▽
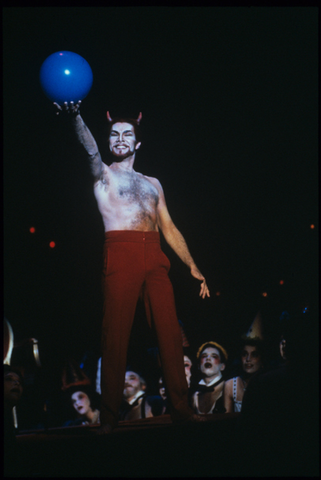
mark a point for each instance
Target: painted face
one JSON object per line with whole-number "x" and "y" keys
{"x": 12, "y": 388}
{"x": 161, "y": 388}
{"x": 251, "y": 359}
{"x": 132, "y": 384}
{"x": 210, "y": 362}
{"x": 122, "y": 140}
{"x": 81, "y": 402}
{"x": 188, "y": 365}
△
### About this task
Any pictures should be dropped; transcribe the rest of the records above exactly.

### Result of this exercise
mark a point for each instance
Target: painted face
one JSON object per line with whole-number "x" and "y" keys
{"x": 12, "y": 388}
{"x": 161, "y": 388}
{"x": 251, "y": 359}
{"x": 132, "y": 384}
{"x": 210, "y": 362}
{"x": 122, "y": 140}
{"x": 81, "y": 402}
{"x": 188, "y": 365}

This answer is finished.